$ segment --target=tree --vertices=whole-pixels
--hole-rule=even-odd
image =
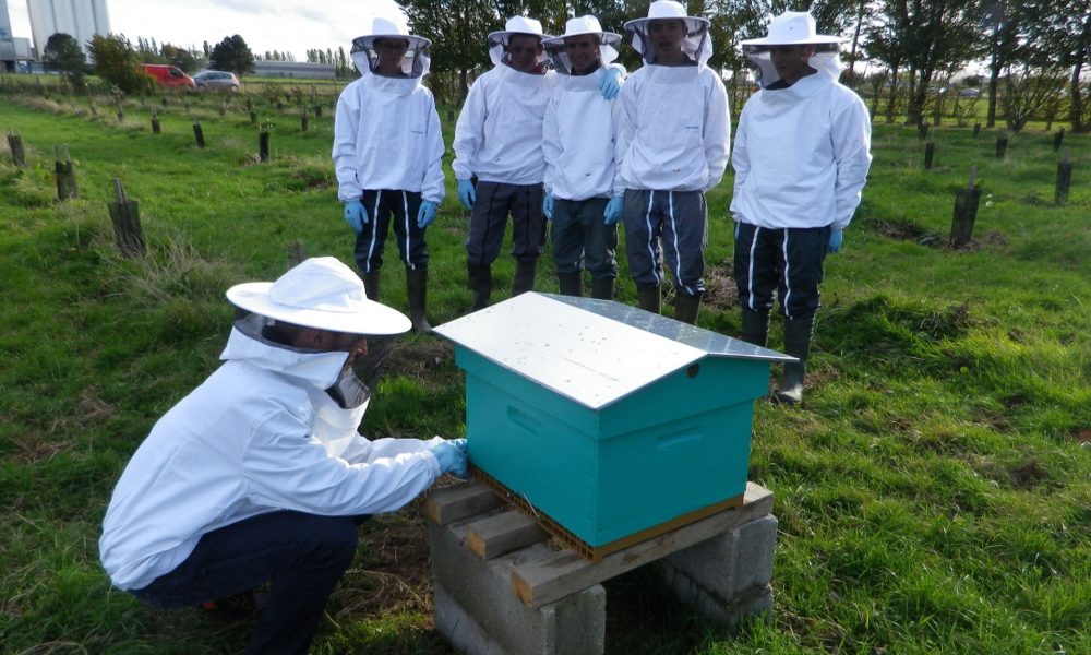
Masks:
[[[58,32],[50,36],[41,51],[41,60],[47,67],[60,72],[72,84],[73,88],[83,88],[83,73],[87,66],[87,57],[83,53],[80,43],[72,35]]]
[[[163,44],[163,49],[159,51],[163,58],[166,59],[172,66],[177,66],[187,73],[192,73],[197,70],[197,60],[185,48],[179,48],[178,46],[172,46],[170,44]]]
[[[124,93],[141,93],[154,88],[155,82],[140,69],[140,57],[129,39],[119,34],[91,37],[91,57],[95,74]]]
[[[231,71],[241,75],[253,72],[254,53],[250,51],[247,41],[236,34],[216,44],[208,56],[208,63],[218,71]]]

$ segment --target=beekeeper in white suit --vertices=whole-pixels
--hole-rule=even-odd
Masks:
[[[380,298],[391,227],[406,267],[409,318],[429,332],[425,228],[443,202],[443,134],[428,74],[431,41],[409,34],[405,17],[374,17],[352,40],[360,79],[341,92],[334,122],[337,195],[356,236],[356,263],[372,300]]]
[[[705,293],[705,193],[728,166],[728,94],[707,66],[707,20],[686,15],[674,0],[658,0],[625,29],[645,66],[621,92],[618,176],[607,212],[625,221],[640,307],[660,312],[666,263],[674,279],[674,318],[694,323]]]
[[[275,283],[231,287],[253,312],[224,365],[156,422],[113,491],[99,550],[113,584],[164,608],[238,599],[272,582],[248,653],[305,653],[357,549],[357,523],[393,512],[443,473],[466,476],[465,440],[357,432],[369,342],[409,330],[334,258]]]
[[[591,296],[612,300],[618,277],[618,227],[606,219],[613,191],[616,100],[599,93],[602,80],[622,72],[621,36],[603,32],[591,15],[571,19],[564,35],[542,41],[558,72],[558,87],[546,107],[542,153],[546,200],[552,222],[553,260],[560,291],[583,295],[583,271],[591,275]],[[609,70],[608,69],[615,69]]]
[[[465,247],[475,310],[489,305],[492,263],[500,257],[508,214],[516,261],[513,296],[533,288],[544,249],[542,120],[556,85],[544,38],[550,36],[541,23],[527,16],[513,16],[504,29],[489,34],[495,66],[470,86],[455,126],[452,168],[458,199],[470,211]],[[603,97],[616,96],[616,76],[602,78]]]
[[[803,397],[826,254],[841,248],[872,160],[867,108],[837,81],[840,40],[790,11],[742,43],[762,90],[743,107],[732,154],[734,278],[743,338],[759,346],[777,293],[784,352],[799,359],[776,394],[790,404]]]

DO THIS = Reproduce all of the records above verbatim, line by line, leaving out the pictures.

SOLUTION TO THIS PROBLEM =
$ segment --target=tree --vertices=whole-pixels
--hole-rule=even-odd
image =
Masks:
[[[58,32],[50,36],[41,51],[41,60],[47,67],[60,72],[72,84],[73,88],[83,88],[83,73],[87,66],[87,57],[83,53],[80,43],[72,35]]]
[[[163,44],[163,49],[159,51],[163,58],[166,59],[172,66],[177,66],[187,73],[192,73],[197,70],[197,60],[185,48],[179,48],[178,46],[172,46],[170,44]]]
[[[124,93],[141,93],[154,88],[155,82],[140,69],[140,57],[129,39],[119,34],[91,37],[91,57],[95,74]]]
[[[231,71],[241,75],[253,72],[254,53],[250,51],[247,41],[236,34],[216,44],[208,56],[208,63],[218,71]]]

$ segment --target=beekeeper in white suit --vertices=whole-pixels
--hole-rule=even-odd
Masks:
[[[380,298],[391,227],[406,267],[409,318],[429,332],[425,228],[443,202],[443,134],[428,74],[431,41],[409,34],[405,17],[374,17],[352,40],[360,79],[341,92],[334,122],[337,195],[356,236],[356,263],[372,300]]]
[[[705,293],[705,193],[728,166],[728,94],[707,66],[707,20],[686,15],[674,0],[658,0],[625,29],[645,66],[621,92],[618,176],[607,212],[625,221],[640,307],[660,312],[666,263],[674,279],[674,318],[694,323]]]
[[[275,283],[231,287],[253,312],[224,365],[156,422],[113,491],[99,550],[113,584],[164,608],[238,599],[272,582],[248,653],[305,653],[357,549],[357,523],[393,512],[443,473],[466,476],[465,440],[357,432],[369,342],[409,330],[334,258]]]
[[[591,296],[612,300],[618,277],[618,227],[606,219],[613,191],[616,100],[599,93],[602,80],[622,72],[621,36],[603,32],[591,15],[571,19],[564,35],[542,41],[558,72],[558,87],[546,107],[542,153],[546,200],[552,222],[553,260],[560,291],[583,295],[583,271],[591,275]],[[609,70],[608,69],[615,69]]]
[[[465,247],[475,310],[489,305],[492,263],[500,257],[508,214],[516,261],[513,296],[533,288],[544,249],[542,120],[556,85],[544,38],[550,36],[541,23],[527,16],[513,16],[504,29],[489,34],[495,66],[470,86],[455,126],[452,168],[458,199],[470,211]],[[603,97],[616,96],[616,76],[602,78]]]
[[[803,397],[826,254],[841,248],[872,160],[867,108],[837,81],[840,40],[790,11],[742,43],[762,90],[743,107],[732,154],[734,278],[743,338],[759,346],[777,293],[784,352],[799,359],[776,394],[790,404]]]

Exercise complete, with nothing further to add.